* _Excerpt provided_:
>>>>>
In a sensitivity analysis that excluded women with evidence of possible demyelinating events before MS diagnosis, the associations between pregnancy-related ICD-10 code recording and disease risk were even more pronounced.
Christiane Gasperi, MD
After identifying several less pregnancy-related International Classification of Diseases, 10th Revision (ICD-10) codes among women with multiple sclerosis (MS) than those without autoimmune disorders, results from a retrospective case-control study showed that pregnancies were associated with a lower risk of the disease and may offer protective benefits.
Lead author Christiane Gasperi, MD, physician and researcher, TUM School of Medicine, Technical University of Munich, and colleagues aimed to determine the relationships between pregnancies and gynecological diagnoses with MS risk by observing differences in gynecological ICD-10 code recording rates. The sample included women with MS (n = 5720), Crohn disease (n = 6280), or psoriasis (n = 40,555) and women without these autoimmune diseases (n = 26,729) in the 5 years before diagnosis.
<<<<<
* _Listed records_:
>>>>>
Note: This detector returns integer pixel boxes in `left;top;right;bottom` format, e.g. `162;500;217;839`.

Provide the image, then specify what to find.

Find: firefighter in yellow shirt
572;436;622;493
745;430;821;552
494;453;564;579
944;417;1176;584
<<<<<
Continue the report on the pregnancy and multiple sclerosis risk study from its last sentence.

In a previous study, investigators observed higher recording rates for 43 ICD-10 codes for patients with MS compared with controls in the 5 years before diagnosis. In the new analysis, 28 ICD-10 codes were recorded less frequently during the same time period, whereas no ICD-10 codes appeared to be more frequent. Eighteen of these 28 ICD-10 codes were related to pregnancies, of which Supervision of normal pregnancy (Z34) and Supervision of high-risk pregnancy (Z35) showed the strongest negative relations to MS.
"With an increase of the maternal age at first childbirth and decreasing birth rates in the last decades, a protective effect of pregnancies on disease risk could, at least in part, explain the increasing gender gap in MS incidence,” Gasperi et al concluded.
Other less frequently recorded ICD-10 codes in women with MS included Encounter for contraceptive management (Z30) and Encounter for procreative management (Z31). Three ICD-10 codes associated with disorders of the menstrual cycle as well as Female infertility (N97) were also associated with lower ORs of MS. Four other gynecological diagnoses—Other inflammation of vagina and vulva (N76), Noninflammatory disorders of ovary, fallopian tube and broad ligament (N83), Erosion and ectropion of cervix uteri (N86), and Other noninflammatory disorders of vagina (N89)—were recorded less frequently in the MS cohort.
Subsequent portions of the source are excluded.